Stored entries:
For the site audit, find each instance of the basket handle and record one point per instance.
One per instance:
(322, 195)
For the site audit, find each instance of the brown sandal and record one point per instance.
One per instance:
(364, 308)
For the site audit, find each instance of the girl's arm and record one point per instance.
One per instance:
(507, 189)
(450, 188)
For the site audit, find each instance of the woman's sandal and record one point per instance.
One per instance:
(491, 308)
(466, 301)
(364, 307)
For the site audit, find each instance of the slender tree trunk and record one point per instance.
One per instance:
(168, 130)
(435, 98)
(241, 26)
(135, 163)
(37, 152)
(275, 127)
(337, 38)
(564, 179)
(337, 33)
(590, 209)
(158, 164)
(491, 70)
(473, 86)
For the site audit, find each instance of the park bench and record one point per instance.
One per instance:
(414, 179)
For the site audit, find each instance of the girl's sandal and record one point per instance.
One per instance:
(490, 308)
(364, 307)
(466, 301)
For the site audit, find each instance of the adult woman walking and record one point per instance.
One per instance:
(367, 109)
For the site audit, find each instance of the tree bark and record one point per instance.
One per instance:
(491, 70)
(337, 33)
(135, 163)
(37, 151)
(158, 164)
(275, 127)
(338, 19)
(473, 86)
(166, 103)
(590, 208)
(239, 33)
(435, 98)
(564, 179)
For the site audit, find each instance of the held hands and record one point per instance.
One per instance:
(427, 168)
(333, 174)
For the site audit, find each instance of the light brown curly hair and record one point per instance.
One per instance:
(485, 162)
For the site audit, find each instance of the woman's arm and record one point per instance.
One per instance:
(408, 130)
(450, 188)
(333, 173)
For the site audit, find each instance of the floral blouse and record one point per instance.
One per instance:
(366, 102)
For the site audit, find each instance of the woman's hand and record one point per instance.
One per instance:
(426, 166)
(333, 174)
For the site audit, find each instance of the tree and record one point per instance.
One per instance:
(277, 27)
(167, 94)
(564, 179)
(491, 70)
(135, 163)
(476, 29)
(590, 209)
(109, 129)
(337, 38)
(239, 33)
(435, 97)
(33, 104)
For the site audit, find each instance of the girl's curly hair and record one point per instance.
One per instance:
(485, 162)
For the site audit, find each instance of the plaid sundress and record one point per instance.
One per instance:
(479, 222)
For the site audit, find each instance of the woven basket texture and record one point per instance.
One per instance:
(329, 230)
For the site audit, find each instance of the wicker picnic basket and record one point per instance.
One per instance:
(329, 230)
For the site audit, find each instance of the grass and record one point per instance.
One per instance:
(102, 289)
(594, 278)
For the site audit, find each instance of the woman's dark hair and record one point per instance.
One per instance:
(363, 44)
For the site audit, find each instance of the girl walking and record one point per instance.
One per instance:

**Problem statement:** Set down the preceding data verbatim. Every line belongs in the copy.

**Task result:**
For the site audit, find each instance of the basket handle and record one point per instance.
One per instance:
(322, 195)
For the site audit, find each instance of the brown sandal and record one point per instance.
One per instance:
(364, 308)
For the site audit, find each instance of the girl's arm and record one point per instance.
One per instance:
(507, 189)
(450, 188)
For the site audit, find each instance of the woman's sandal and record one point per instance.
One per instance:
(491, 308)
(466, 301)
(364, 307)
For the site audit, find each instance of the slender tree trunk and record one point per instance.
One per instance:
(168, 130)
(435, 98)
(241, 26)
(135, 163)
(37, 152)
(275, 127)
(337, 38)
(564, 179)
(337, 33)
(590, 209)
(158, 164)
(491, 70)
(473, 86)
For the site audit, find each instance of the park bench and record one point per instance.
One per instance:
(414, 179)
For the site audit, find each instance of the girl's sandal and record one point per instance.
One per instance:
(490, 308)
(364, 307)
(466, 301)
For the site audit, find each instance of the adult woman walking and record one point per instance.
One per instance:
(367, 109)
For the site audit, find each instance of the tree bark and record one point per instance.
One per instance:
(491, 70)
(337, 33)
(135, 163)
(37, 151)
(158, 164)
(275, 127)
(338, 19)
(473, 86)
(166, 103)
(590, 208)
(239, 33)
(435, 98)
(564, 179)
For the site audit, find each instance of the held hands and record one point per instance.
One per instance:
(427, 168)
(333, 174)
For the site audit, find each instance of the light brown curly hair and record one point per instance.
One per instance:
(485, 162)
For the site audit, find each instance of the woman's arm and record one point per instance.
One per instance:
(408, 130)
(450, 188)
(333, 173)
For the site audit, find each instance of the floral blouse and record one point per instance.
One per instance:
(366, 102)
For the site audit, find each instance of the woman's hand and record one point per instance.
One per instance:
(426, 166)
(333, 174)
For the site audit, find each instance of the tree and record one point per instance.
One per instance:
(277, 27)
(167, 94)
(564, 179)
(491, 70)
(135, 163)
(476, 29)
(590, 209)
(109, 129)
(337, 38)
(239, 33)
(435, 97)
(33, 104)
For the site audit, find each instance of the girl's curly hair and record one point per instance.
One per instance:
(485, 162)
For the site audit, find each instance of the plaid sundress and record one point per instance.
One per instance:
(479, 222)
For the site audit, find each instance of the woven basket texture and record one point per instance.
One per instance:
(329, 230)
For the site audit, find each instance of the wicker picnic basket and record one point per instance.
One per instance:
(329, 230)
For the site audit, find each instance of the grass and record one point per instance.
One per instance:
(102, 289)
(594, 278)
For the site audit, find each instance of the woman's dark hair and record one point per instance.
One per instance:
(363, 44)
For the site audit, find each instance of the girl walking and record one point per instance.
One per instance:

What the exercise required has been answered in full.